--- Start of Extract ---
Like many others around the world, I have been watching with interest the democratic process in the United States of America. One of the most influential and watched websites is FiveThirtyEight.com , headed by Nate Silver, author of the excellent popularisation of the craft of statistical time series forecasting The Signal and the Noise . I have no intention of adding substantive commentary to the crowded space of analysis of US voting behaviour (some of which, and not just from FiveThirtyEight, is extremely high quality BTW), but I wanted at least poke around the data. In particular I’m interested in who is doing all these polls, and what does FiveThirtyEight do to the numbers before putting them into their forecasting models.
In pale grey text at the bottom of the election prediction page, FiveThirytyEight have a link to “Download CSV of polls”.
--- End of Extract ---
Problems —
A. Reproduce the FiveThirtyEight poll post between "Like many others" and "their forecasting models.", inclusive.
B. In the rows between the lines holding "Annotate every arched window you see." and "[235,193,244,217]", inclusive, replace "grass meadow" with "alpine meadow" and give back only those lines.
These rows bear no relation to the FiveThirtyEight post.
--- Start of Records provided ---
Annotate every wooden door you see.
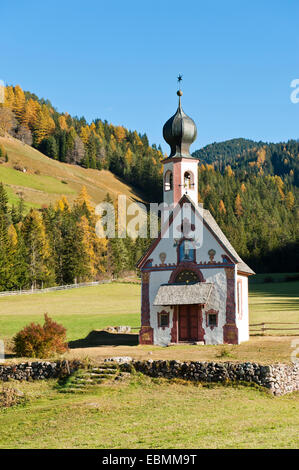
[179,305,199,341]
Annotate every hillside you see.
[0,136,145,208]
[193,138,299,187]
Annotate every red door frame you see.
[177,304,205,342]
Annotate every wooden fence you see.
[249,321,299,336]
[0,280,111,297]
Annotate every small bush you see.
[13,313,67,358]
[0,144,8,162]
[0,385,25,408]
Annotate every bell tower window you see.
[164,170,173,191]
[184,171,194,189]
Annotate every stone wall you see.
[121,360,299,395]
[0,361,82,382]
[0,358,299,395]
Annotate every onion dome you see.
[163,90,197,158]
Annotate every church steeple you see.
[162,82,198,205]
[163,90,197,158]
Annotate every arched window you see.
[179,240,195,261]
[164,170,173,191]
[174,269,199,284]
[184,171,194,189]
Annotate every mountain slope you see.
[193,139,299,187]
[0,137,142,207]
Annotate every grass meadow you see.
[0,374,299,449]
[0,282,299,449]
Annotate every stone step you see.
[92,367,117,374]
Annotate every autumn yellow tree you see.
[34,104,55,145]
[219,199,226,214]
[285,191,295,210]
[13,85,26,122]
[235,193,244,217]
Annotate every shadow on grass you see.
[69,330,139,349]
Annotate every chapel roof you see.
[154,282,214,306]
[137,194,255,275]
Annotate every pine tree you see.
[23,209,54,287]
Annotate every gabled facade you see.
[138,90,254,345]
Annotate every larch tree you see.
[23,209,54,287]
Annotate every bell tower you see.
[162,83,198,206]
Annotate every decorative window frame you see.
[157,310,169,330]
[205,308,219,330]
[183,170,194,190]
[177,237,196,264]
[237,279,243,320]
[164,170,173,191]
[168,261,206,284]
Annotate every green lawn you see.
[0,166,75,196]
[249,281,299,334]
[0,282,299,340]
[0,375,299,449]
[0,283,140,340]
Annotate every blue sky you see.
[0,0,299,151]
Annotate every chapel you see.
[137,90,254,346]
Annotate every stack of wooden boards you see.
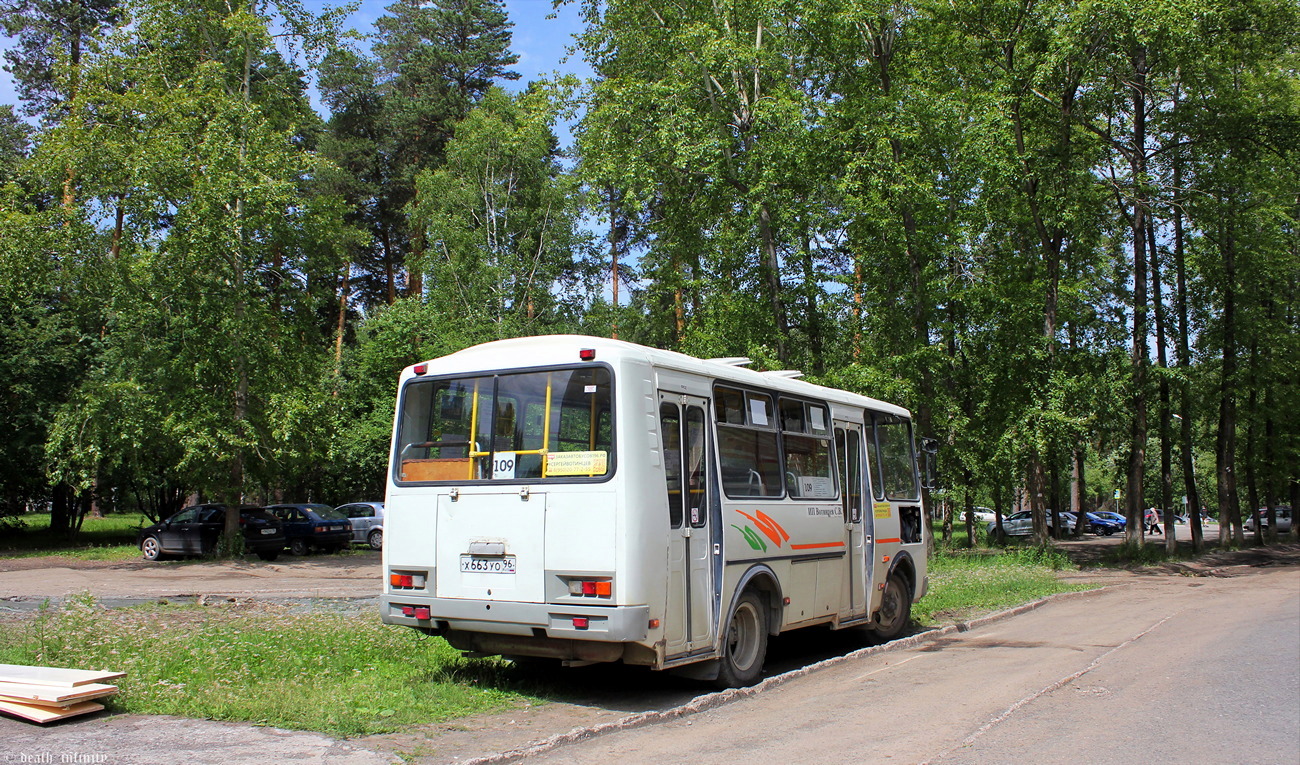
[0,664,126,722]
--- End of Records provided ---
--- Start of Records provided ---
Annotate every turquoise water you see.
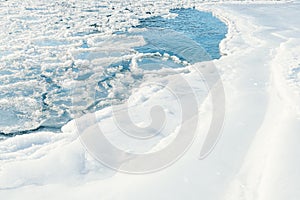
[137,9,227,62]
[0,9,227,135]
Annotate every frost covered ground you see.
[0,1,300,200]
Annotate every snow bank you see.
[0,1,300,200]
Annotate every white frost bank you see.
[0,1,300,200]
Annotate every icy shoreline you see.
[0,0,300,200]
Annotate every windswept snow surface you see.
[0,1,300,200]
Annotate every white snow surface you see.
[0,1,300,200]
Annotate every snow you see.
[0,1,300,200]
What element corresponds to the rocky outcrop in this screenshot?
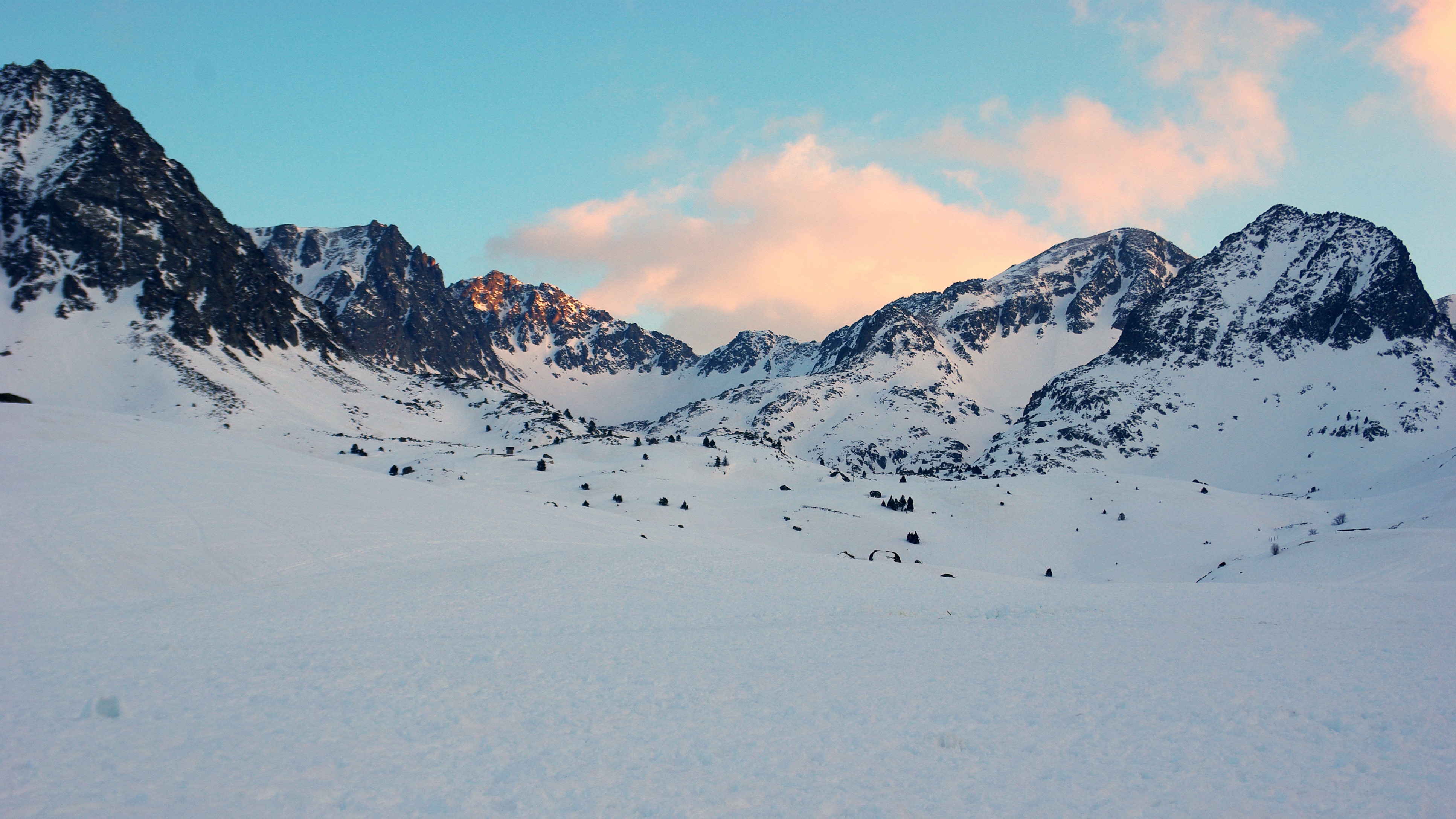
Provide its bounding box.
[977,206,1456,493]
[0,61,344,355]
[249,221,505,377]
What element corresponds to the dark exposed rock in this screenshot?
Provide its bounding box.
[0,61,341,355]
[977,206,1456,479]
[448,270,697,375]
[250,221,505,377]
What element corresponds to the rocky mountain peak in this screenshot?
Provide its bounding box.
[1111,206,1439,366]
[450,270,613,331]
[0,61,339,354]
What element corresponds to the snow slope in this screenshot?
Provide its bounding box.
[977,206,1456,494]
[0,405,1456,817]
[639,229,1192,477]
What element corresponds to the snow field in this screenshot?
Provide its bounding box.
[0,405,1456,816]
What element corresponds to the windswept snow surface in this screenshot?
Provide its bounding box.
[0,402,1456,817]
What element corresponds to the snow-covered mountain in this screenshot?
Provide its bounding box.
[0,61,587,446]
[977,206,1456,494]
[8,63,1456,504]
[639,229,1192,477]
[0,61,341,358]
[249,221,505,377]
--- End of Records provided ---
Answers to the problems —
A.
Like many others around the world, I have been watching with interest the democratic process in the United States of America. One of the most influential and watched websites is FiveThirtyEight.com , headed by Nate Silver, author of the excellent popularisation of the craft of statistical time series forecasting The Signal and the Noise . I have no intention of adding substantive commentary to the crowded space of analysis of US voting behaviour (some of which, and not just from FiveThirtyEight, is extremely high quality BTW), but I wanted at least poke around the data. In particular I’m interested in who is doing all these polls, and what does FiveThirtyEight do to the numbers before putting them into their forecasting models.

B.
Annotate every arched window you see.
[179,240,195,261]
[164,170,173,191]
[174,269,199,284]
[184,171,194,189]
Annotate every mountain slope you see.
[193,139,299,187]
[0,137,142,207]
Annotate every alpine meadow you see.
[0,374,299,449]
[0,282,299,449]
Annotate every stone step you see.
[92,367,117,374]
Annotate every autumn yellow tree you see.
[34,104,55,145]
[219,199,226,214]
[285,191,295,210]
[13,85,26,122]
[235,193,244,217]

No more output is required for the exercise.